----- Source records -----

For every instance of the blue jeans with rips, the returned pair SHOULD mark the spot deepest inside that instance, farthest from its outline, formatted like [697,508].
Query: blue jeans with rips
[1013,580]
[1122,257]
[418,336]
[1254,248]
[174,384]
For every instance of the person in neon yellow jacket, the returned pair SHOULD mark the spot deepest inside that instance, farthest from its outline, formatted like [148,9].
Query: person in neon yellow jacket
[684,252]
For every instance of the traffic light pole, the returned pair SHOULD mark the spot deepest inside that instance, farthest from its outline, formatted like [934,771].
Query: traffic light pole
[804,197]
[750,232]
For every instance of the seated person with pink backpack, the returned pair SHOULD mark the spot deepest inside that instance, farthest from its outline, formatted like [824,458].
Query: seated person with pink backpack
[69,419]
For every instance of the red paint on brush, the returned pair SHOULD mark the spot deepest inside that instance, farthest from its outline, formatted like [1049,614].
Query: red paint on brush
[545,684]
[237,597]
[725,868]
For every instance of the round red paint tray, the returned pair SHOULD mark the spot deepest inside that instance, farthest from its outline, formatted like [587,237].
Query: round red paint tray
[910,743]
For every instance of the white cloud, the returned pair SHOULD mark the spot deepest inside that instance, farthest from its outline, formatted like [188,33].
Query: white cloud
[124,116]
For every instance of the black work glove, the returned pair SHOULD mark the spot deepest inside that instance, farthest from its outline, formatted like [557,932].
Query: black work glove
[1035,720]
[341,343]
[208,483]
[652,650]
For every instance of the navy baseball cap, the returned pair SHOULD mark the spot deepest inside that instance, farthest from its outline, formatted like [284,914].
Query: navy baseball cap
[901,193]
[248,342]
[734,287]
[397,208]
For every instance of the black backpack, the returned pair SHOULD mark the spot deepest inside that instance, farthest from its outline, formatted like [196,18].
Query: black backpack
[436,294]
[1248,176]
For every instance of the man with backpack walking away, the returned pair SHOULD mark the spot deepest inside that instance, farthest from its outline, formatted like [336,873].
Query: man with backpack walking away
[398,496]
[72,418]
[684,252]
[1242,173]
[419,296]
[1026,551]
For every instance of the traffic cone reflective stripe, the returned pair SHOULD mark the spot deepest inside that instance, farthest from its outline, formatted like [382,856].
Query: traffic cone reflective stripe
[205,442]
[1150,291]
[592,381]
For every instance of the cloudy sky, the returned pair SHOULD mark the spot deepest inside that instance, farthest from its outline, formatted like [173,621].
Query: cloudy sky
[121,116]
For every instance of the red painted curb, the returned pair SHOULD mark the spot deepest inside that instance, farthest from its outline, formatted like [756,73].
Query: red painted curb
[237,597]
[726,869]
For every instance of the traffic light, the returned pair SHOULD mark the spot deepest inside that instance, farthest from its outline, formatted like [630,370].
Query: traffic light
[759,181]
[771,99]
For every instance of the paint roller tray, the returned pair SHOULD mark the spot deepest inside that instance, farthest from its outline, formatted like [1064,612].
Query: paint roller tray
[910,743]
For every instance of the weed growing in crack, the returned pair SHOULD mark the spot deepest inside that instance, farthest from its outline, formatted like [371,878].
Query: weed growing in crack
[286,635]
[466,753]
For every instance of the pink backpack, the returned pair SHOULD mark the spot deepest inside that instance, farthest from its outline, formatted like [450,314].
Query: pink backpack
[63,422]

-----

Description of the task
Copy all of the data exactly. Skip nothing.

Solved problem
For every instance of the blue jeans with rips, the returned pair SHOULD mark the spot deepest inside that instance, farthest from its outline, formatted like [697,508].
Query: blue jeans with rips
[1013,580]
[1122,257]
[418,336]
[1254,248]
[174,384]
For every instance of the person in neon yellow jacket, the returned pair SHOULD mark the spot deepest inside that instance, farthest from its outline, formatted like [148,9].
Query: person in neon yellow jacket
[684,252]
For every instance of the traffic light pole, the returned pair SHOULD mark the spot deepest inside that instance, farthest from its outline, formatted like [934,771].
Query: traffic light pole
[804,197]
[750,232]
For every instance of the seated person with pink backpack, the returned pair SHOULD mark the spot deepest inside that instance, farthest from its outline, formatted like [824,458].
Query: seated person with pink backpack
[69,419]
For every instance of the red paint on brush, the returned pair SHOULD mark the spot deepest inside that instance, farthest from its outline, formatted like [1049,614].
Query: red paint on brush
[545,684]
[237,597]
[725,868]
For every instance of the round red paint tray, the returned pair SHOULD mark the spot deepest inside that instance, farthest from its outline, formatted like [587,237].
Query: round red paint tray
[910,743]
For every instance of the white cloud, the returned pair SHOULD mark the spot deepest inside that instance, farthest from its outline, formatted like [188,33].
Query: white cloud
[124,116]
For every instance of the black work glove, the returned pair SHOULD mark the spot deepest inside that instance, farthest from its outline, formatted like [557,932].
Query: black work glove
[1035,720]
[341,343]
[208,483]
[652,650]
For every instance of the navy baseball cap, the returned pair SHOULD mark the spot deepest inside that instance, farthest from its outline, formatted like [284,914].
Query: navy baseball cap
[901,193]
[248,342]
[734,287]
[397,208]
For every instance of the black backpack, the returned pair SHOULD mark the spot deepest inside that instance, farthest from its outline, formatted like [196,18].
Query: black backpack
[436,294]
[1248,176]
For every instance of the man with backpack walking away, the returned pair SHOULD mark the spot deepest inside that instance, farthest from its outline, formatted like [336,873].
Query: man with backpack walking away
[398,496]
[72,418]
[684,252]
[1242,173]
[419,296]
[1026,551]
For every instance of the traffic cone reflective stripe, the returned pair SHOULD mark the spot deepest inside that instance, farthest from its outline, formatted like [382,856].
Query: traffic cone reflective stripe
[205,442]
[1150,291]
[592,381]
For every instance of the cloudy sky, the returned pair SHOULD mark the spot deepest inside that instance, farthest from its outline, formatted like [173,621].
Query: cloudy sky
[121,116]
For every instance of the red painted curb, the returned pair SHOULD mark the spot deepest inside that instance, farthest from its outline, formatted like [756,73].
Query: red painted curb
[237,597]
[726,869]
For every instance of the traffic light, the returned pair SHOULD mark the spot deepest inside that instance, farthest from its outline, formatted like [630,370].
Query: traffic light
[759,181]
[771,99]
For every instance of the paint roller tray, the returned pair SHOULD mark the spot deepest inside that instance, farthest from its outline, formatted like [1064,612].
Query: paint roller tray
[910,743]
For every instance of the weed growing in crack, the returned pair SHOULD mark the spot deepest inside that instance, farthest from its outline, formatted like [371,878].
Query: weed growing in crack
[286,635]
[466,753]
For every instance of the pink backpack, the returned pair SHOULD mark the spot deepest inside that instance, farthest from its outline, formatted like [450,314].
Query: pink backpack
[63,422]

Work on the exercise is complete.